**TEXTO FORNECIDO**
-- -- --
Deram sábios os peregrinos que, há séculos, sem o guia “El Camino de Santiago em Tu Mochila”, muito menos sem GPS, provavelmente sem mesmo uma mochila às costas, mas seguramente com um pesado cajado às mãos, que os protegia dos animais e os ajudava a vencer as fortes subidas ou longas e pedregosas descidas. Durante o dia era o sol que os guiava; à noite, provavelmente eram a lua e as estrelas, estrelas agrupadas e formando, aqui no norte da Espanha, acima da linha do Equador, desenhos diferentes dos que costumo contemplar em minhas caminhadas pelo Caminho da Fé ou da Luz.

Peregrinar pelo Caminho de Santiago, partindo de St-Jean-Pied-de-Port em direção a Santiago de Compostela é uma viagem, em uma linha reta imaginária, de Leste parra Oeste. E foi assim, observando o sol, que os remotos e fervorosos peregrinos, sem mapas e guias desenharam, fundamentados na lei da Economia das Probabilidades, o Caminho de Santiago de Compostela; a fé a movê-los em suas aventuras e o Sol e suas sombras como guias orientadores.
-- -- --
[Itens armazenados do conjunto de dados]

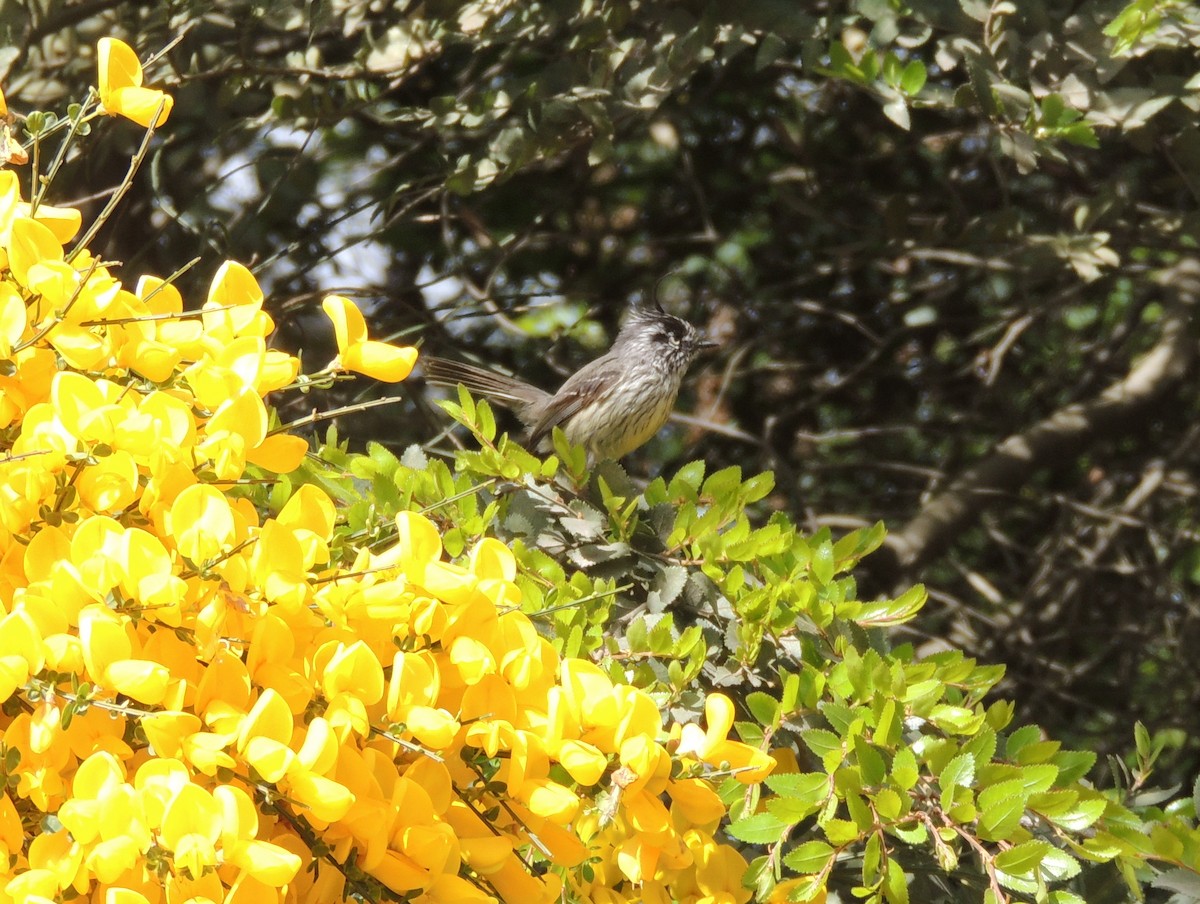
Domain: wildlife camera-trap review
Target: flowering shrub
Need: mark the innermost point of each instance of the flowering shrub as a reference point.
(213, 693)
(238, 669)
-- -- --
**A FAZER**
1. Reescreva o trecho do texto fornecido que vai de "Deram sábios os" até "Fé ou da Luz.", trocando "cajado" por "bastão".
2. Por favor, encontre nas entradas todas as linhas que contêm a palavra "flowering" e copie cada uma delas.

**RESULTADOS POR TAREFA**
1.
Deram sábios os peregrinos que, há séculos, sem o guia “El Camino de Santiago em Tu Mochila”, muito menos sem GPS, provavelmente sem mesmo uma mochila às costas, mas seguramente com um pesado bastão às mãos, que os protegia dos animais e os ajudava a vencer as fortes subidas ou longas e pedregosas descidas. Durante o dia era o sol que os guiava; à noite, provavelmente eram a lua e as estrelas, estrelas agrupadas e formando, aqui no norte da Espanha, acima da linha do Equador, desenhos diferentes dos que costumo contemplar em minhas caminhadas pelo Caminho da Fé ou da Luz.

2.
Target: flowering shrub
Need: mark the innermost point of each instance of the flowering shrub as a reference point.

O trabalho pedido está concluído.